On March 5, 2019, State Security Service (SSS) launched a criminal procedure over incitement to ethnic hatred or discord for Ždanoka's remarks at a discussion organized by her at the European Parliament, where she likened the situation of ethnic Russians and Russian speakers in Latvia to Jews prior the World War II. The case was terminated by the SSS in 2020, for absence of any crime in Ždanoka's remarks.

In 2020, Ždanoka, alongside her party members Miroslavs Mitrofanovs and Andrejs Mamikins, was included in the European Platform for Democratic Elections database of "biased observers" for backing disputed elections in Russia and Russian-occupied territories of Ukraine.

On 2 March 2022, she was one of 13 MEPs who voted against condemning the Russian invasion of Ukraine. For this she was eventually forced to leave the European Greens–European Free Alliance group. On 13 May, Ždanoka and six other people were detained in the Riga Town Hall Square at an unauthorized protest against the demolition of the Monument to the Liberators of Soviet Latvia and Riga from the German Fascist Invaders.

On 15 September 2022, she was one of 16 MEPs who voted against condemning president of Nicaragua Daniel Ortega for human rights violations, in particular the arrest of Bishop Rolando Álvarez.

On 20 April 2024, Ždanoka was barred from representing the European Parliament at conferences, foreign visits, and other events until the end of her current parliamentary term, as well as had her daily allowance for five days withheld for a total of EUR 1,750 for violating the European Parliament's code of conduct. She denied it being related to her cooperation with Russia, describing it as a "Parliament's punishment for the declaration of financial interests being inconsistent".

In 2024, a report from an investigative journalism website The Insider accused Ždanoka of being a spy for Russia's Federal Security Service (FSB) since at least 2004.

On 6 June 2024, Politico ranked Ždanoka as the "Russia-friendliest MEP" for having voted against 25 out of 26 resolutions critical of Russia between 2020 and 2024, abstaining only on the resolution condemning repression in Russia, in particular the cases of Vladimir Kara-Murza and Alexei Navalny.

== Views ==
In a 2001 interview, Ždanoka described herself as a social democrat "combining the good parts of socialism and capitalism". During perestroika, she advocated for economic reform within the Soviet Union and called the pro-independence Popular Front of Latvia "dangerously nationalistic". For a long time, she opposed the accession of Latvia to the European Union believing that "complete acceptance of the EU's rules would lead to the destruction of our industry and agriculture" and that Latvia should be a "financial bridge between the East and the West" but gave up her Euroscepticism after attending the 2000 New European Left Forum in Sweden. Ždanoka still continues opposing NATO and advocates for the Baltic region to retain its "historical closeness to Russia" as a way to avoid the "destruction of Russia and the whole region".

Ždanoka has also said that during the presidency of Boris Yeltsin she was "ashamed to admit" she was Russian, but "was no longer embarrassed for Russia and its leadership" when Vladimir Putin became president, although still critical of his state capitalism and corruption. She supports the recognition of Russian as an official language in Latvia and the European Union, pointing to the 9 million EU citizens who are native Russian speakers in the Baltic states and Southeast Europe.

• Source information:
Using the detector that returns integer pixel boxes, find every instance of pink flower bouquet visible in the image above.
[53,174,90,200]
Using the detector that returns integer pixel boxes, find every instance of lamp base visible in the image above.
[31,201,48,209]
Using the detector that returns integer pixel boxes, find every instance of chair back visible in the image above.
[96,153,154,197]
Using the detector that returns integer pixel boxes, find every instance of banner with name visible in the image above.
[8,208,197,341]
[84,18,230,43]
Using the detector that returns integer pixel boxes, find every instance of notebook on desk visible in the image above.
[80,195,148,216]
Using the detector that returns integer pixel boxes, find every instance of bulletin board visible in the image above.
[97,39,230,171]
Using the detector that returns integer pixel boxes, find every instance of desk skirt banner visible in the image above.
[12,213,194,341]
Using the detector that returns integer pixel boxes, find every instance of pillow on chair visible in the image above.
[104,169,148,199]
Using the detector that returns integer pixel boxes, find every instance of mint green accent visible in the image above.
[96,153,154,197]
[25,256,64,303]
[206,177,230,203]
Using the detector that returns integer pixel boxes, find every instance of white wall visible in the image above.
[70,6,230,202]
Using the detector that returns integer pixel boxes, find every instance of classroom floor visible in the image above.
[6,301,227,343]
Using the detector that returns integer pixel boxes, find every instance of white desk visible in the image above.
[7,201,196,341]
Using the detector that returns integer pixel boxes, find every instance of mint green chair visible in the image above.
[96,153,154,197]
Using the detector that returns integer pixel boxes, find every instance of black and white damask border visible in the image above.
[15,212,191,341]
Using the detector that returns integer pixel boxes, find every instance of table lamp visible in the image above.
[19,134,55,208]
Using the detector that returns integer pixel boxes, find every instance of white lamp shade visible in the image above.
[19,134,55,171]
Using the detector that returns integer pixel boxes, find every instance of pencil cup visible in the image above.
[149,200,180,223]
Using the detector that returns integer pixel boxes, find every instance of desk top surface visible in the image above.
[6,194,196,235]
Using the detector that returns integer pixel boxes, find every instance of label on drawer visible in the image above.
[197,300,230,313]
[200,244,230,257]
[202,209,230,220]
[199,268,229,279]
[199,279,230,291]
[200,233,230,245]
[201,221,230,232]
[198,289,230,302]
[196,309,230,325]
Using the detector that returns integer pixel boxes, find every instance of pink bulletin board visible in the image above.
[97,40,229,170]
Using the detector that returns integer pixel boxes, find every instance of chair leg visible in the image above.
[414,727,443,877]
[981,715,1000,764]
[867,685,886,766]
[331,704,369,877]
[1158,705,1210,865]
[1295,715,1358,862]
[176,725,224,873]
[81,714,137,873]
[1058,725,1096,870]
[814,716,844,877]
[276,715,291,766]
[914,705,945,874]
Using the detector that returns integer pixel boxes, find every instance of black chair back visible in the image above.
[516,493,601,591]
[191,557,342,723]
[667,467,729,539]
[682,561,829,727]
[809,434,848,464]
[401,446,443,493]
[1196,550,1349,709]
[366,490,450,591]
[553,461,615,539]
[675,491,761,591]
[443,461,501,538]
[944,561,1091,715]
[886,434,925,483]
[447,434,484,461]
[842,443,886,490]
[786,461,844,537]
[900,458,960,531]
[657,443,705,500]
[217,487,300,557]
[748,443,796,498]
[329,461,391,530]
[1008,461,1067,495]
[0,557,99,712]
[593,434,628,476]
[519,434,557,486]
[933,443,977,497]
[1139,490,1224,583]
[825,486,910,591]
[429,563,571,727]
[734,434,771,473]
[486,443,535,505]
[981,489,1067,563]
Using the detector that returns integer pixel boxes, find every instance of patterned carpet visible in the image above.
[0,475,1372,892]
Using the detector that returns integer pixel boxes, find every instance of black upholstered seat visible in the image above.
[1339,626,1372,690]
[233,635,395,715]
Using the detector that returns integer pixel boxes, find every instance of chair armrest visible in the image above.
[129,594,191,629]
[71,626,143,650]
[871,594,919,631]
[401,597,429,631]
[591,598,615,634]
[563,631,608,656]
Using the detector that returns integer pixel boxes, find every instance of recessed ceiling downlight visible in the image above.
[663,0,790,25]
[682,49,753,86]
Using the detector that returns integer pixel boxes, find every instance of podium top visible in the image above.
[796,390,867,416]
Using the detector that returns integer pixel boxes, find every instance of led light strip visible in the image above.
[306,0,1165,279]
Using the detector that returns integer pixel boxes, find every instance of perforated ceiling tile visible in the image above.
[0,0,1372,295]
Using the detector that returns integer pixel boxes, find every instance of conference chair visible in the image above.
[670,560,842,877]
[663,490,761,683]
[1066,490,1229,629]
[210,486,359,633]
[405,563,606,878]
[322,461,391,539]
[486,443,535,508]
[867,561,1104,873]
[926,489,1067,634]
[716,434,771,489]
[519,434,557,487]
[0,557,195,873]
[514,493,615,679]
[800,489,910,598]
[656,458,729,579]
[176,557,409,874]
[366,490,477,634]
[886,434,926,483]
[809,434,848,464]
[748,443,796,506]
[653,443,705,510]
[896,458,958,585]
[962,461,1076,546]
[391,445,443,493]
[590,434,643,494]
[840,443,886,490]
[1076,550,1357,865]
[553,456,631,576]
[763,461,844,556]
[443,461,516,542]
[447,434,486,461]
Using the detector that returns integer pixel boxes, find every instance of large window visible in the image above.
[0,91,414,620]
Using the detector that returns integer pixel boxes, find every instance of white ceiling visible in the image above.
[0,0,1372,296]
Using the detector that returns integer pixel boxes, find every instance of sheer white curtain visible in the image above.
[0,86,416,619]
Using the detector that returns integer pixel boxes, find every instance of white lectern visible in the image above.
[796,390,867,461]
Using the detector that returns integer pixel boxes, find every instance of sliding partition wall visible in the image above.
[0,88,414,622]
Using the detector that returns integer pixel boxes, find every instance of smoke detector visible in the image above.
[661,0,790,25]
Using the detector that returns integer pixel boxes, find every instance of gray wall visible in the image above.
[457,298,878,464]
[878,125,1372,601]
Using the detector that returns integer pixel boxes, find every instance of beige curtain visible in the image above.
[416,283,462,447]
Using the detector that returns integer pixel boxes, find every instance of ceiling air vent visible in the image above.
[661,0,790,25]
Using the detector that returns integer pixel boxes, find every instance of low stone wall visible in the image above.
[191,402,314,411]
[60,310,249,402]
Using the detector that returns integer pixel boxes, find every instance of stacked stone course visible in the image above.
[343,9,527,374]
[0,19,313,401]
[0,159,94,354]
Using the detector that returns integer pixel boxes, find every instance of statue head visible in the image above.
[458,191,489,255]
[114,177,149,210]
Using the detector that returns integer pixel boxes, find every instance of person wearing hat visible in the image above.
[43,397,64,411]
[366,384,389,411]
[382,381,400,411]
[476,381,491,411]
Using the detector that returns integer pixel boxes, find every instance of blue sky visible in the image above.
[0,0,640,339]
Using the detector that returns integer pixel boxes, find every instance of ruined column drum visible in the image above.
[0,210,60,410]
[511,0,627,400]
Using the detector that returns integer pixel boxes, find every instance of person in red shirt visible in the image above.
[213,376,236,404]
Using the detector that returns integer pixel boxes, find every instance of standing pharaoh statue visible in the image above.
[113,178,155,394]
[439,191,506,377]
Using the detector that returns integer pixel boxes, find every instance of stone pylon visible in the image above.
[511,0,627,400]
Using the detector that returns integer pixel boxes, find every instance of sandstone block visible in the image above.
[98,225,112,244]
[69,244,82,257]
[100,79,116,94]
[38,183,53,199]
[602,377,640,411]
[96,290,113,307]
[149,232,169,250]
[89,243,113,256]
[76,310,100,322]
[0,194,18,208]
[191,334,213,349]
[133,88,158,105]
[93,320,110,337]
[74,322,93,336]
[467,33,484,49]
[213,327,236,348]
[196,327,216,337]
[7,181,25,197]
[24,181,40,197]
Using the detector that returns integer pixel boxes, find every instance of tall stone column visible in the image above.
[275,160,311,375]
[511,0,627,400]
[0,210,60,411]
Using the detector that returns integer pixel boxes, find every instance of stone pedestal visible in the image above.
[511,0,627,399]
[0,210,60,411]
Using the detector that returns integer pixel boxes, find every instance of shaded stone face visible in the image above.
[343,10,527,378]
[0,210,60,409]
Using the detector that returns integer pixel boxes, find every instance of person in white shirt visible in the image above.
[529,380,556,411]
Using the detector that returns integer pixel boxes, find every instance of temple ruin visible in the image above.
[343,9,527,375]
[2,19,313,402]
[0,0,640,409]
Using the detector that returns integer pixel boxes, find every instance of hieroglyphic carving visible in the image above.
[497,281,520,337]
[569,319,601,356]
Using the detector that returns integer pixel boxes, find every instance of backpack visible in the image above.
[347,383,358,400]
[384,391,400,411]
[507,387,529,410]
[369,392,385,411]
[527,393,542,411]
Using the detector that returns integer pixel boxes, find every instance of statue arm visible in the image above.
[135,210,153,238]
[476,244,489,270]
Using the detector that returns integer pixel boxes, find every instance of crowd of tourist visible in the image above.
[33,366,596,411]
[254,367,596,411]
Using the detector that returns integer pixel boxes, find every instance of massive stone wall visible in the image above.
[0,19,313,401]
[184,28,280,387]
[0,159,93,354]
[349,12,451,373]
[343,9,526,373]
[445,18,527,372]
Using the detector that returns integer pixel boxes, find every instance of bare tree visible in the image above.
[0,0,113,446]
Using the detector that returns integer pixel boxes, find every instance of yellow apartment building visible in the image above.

• Work instruction 1:
According to the Ždanoka passage, how many of the 26 resolutions critical of Russia did Politico say she voted against between 2020 and 2024?
• Work instruction 2:
Extract the portion of the Ždanoka passage starting with "In 2024, a report" and going on through "and Alexei Navalny.".

• Exercise answer 1:
25 of the 26 resolutions.

• Exercise answer 2:
In 2024, a report from an investigative journalism website The Insider accused Ždanoka of being a spy for Russia's Federal Security Service (FSB) since at least 2004.

On 6 June 2024, Politico ranked Ždanoka as the "Russia-friendliest MEP" for having voted against 25 out of 26 resolutions critical of Russia between 2020 and 2024, abstaining only on the resolution condemning repression in Russia, in particular the cases of Vladimir Kara-Murza and Alexei Navalny.